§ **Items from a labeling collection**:
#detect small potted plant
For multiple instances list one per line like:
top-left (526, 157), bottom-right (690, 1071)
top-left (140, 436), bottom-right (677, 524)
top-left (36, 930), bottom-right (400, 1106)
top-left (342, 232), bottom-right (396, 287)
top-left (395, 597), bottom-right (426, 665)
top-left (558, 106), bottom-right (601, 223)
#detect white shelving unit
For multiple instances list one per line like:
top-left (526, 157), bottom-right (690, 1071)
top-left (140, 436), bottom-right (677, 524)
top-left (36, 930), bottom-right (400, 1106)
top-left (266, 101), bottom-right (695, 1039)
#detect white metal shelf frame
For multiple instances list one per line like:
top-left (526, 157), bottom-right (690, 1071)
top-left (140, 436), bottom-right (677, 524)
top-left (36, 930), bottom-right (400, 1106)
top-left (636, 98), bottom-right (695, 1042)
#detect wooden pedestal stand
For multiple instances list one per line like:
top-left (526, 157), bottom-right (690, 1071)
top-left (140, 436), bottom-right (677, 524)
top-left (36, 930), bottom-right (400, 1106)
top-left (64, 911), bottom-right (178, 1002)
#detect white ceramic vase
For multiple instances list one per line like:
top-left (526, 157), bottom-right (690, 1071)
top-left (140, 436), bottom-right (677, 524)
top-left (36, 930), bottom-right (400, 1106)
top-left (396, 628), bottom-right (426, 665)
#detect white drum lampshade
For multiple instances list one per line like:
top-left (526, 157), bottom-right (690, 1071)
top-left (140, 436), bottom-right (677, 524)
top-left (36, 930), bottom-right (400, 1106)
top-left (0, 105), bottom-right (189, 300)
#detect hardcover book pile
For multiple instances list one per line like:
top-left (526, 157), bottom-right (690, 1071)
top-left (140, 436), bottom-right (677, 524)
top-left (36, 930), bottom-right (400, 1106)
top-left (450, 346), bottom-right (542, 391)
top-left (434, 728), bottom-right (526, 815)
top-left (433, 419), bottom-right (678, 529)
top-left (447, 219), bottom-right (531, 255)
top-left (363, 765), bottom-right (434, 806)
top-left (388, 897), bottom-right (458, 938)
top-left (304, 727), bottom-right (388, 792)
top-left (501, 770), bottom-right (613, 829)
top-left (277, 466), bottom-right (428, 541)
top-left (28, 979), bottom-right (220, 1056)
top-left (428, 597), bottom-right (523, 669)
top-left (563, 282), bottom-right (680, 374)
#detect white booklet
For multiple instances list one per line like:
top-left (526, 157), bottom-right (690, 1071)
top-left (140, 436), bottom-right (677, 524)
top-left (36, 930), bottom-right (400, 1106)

§ **Given problem**:
Starting at the line that has "#detect white ceramic vase" and stopping after the one that has "top-left (563, 282), bottom-right (680, 374)", write out every line again. Adjust each bounding-box coordinate in the answers by -113 and leave all other numbers unchanged.

§ **Answer to the problem**:
#detect white ceramic vase
For multiple instances list one per line like:
top-left (526, 157), bottom-right (690, 1071)
top-left (140, 436), bottom-right (677, 524)
top-left (36, 930), bottom-right (400, 1106)
top-left (283, 515), bottom-right (313, 552)
#detect white drum lampshade
For multiple instances list one per line like:
top-left (526, 157), bottom-right (690, 1071)
top-left (140, 436), bottom-right (677, 524)
top-left (36, 930), bottom-right (400, 1106)
top-left (-113, -8), bottom-right (76, 187)
#detect hardcover book pile
For multiple instances list one per line like:
top-left (526, 157), bottom-right (690, 1071)
top-left (140, 436), bottom-right (677, 524)
top-left (36, 930), bottom-right (400, 1106)
top-left (337, 233), bottom-right (429, 278)
top-left (321, 615), bottom-right (413, 702)
top-left (320, 306), bottom-right (565, 416)
top-left (334, 106), bottom-right (418, 142)
top-left (250, 652), bottom-right (321, 693)
top-left (275, 784), bottom-right (345, 825)
top-left (191, 614), bottom-right (275, 679)
top-left (388, 657), bottom-right (500, 716)
top-left (164, 353), bottom-right (315, 428)
top-left (-85, 866), bottom-right (107, 943)
top-left (315, 484), bottom-right (410, 556)
top-left (450, 169), bottom-right (567, 261)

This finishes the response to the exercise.